start SUPPLIED ENTRIES

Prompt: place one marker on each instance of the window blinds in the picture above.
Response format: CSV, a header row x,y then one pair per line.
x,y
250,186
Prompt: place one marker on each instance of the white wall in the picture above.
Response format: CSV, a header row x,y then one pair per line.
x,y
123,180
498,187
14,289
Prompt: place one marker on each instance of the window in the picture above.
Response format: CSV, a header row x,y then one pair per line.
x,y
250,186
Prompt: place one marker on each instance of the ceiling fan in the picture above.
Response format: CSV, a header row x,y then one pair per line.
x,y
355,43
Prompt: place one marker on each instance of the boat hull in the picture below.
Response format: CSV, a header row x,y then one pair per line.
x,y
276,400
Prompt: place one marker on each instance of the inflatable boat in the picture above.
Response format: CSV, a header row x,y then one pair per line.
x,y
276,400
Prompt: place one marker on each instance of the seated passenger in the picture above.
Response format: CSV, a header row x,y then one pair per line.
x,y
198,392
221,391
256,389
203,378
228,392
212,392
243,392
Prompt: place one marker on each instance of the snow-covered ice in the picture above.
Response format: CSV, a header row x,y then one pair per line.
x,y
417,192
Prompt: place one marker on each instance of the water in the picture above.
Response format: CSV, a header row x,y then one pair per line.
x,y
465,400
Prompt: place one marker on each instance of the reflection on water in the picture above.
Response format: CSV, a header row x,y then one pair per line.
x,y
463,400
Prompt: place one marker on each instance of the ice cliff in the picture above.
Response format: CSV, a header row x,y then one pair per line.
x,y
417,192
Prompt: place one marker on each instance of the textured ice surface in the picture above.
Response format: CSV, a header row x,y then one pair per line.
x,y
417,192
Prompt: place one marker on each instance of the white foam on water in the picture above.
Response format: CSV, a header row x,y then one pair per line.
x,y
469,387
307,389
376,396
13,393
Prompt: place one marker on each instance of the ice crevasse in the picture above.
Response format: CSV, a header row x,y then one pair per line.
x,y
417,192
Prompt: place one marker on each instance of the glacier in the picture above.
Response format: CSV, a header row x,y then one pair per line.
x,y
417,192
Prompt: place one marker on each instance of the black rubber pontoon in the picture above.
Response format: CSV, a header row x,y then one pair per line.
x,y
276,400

end SUPPLIED ENTRIES
start SUPPLIED ENTRIES

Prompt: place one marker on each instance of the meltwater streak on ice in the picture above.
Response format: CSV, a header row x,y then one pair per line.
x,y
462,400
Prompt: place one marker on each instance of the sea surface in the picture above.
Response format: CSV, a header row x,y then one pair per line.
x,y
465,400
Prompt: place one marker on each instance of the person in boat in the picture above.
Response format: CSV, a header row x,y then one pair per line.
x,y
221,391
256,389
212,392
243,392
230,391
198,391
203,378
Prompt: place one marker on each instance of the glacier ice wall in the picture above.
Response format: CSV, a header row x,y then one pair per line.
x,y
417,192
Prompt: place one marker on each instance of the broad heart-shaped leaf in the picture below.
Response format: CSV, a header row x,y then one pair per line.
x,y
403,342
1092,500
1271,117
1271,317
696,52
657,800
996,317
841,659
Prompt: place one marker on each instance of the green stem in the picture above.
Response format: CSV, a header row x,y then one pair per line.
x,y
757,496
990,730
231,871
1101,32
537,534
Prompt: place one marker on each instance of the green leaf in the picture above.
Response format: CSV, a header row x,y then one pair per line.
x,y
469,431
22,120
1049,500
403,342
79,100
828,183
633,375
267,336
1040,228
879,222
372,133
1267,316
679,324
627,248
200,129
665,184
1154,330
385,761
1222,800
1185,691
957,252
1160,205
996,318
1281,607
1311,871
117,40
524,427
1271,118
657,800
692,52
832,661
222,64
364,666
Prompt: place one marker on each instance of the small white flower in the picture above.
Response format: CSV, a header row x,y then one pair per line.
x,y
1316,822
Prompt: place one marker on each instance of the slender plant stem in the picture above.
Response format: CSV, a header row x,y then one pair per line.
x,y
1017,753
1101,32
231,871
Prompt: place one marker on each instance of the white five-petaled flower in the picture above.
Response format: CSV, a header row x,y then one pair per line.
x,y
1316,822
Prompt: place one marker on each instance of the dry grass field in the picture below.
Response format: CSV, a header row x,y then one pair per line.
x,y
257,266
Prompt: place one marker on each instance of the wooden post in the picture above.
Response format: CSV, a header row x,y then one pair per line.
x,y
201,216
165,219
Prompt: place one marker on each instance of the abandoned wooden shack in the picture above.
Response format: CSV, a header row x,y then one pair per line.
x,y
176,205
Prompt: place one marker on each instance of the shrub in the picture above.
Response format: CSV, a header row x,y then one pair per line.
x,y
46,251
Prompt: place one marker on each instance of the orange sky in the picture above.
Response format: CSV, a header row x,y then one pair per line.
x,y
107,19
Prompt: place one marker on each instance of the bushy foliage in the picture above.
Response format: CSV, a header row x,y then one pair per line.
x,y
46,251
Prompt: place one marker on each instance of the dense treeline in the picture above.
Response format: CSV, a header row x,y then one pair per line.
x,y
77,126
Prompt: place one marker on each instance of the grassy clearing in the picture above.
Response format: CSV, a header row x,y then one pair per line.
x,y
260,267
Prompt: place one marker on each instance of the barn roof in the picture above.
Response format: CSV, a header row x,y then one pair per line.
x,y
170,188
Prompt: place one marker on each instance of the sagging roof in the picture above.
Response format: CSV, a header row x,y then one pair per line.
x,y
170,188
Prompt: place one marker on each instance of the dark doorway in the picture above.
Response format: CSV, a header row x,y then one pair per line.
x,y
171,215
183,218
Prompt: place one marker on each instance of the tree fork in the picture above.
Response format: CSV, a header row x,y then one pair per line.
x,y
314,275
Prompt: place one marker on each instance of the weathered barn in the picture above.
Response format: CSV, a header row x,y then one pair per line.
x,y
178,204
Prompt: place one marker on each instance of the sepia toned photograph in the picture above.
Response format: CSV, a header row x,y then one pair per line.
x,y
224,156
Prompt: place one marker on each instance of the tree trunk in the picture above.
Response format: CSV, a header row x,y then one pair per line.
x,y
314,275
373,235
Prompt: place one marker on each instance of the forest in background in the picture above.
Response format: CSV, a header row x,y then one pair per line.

end SUPPLIED ENTRIES

▶ [REQUIREMENT]: Find every line in the rows above that contains the word "boat" and copy each one. Only matches with the same capitalization count.

▶ [RIGHT ANSWER]:
Prompt: place one marker on each instance of the boat hull in the picture below.
Prompt: place one marker on each instance of the inflatable boat in the picture above.
Prompt: place one marker on each instance of the person in boat in the picture above.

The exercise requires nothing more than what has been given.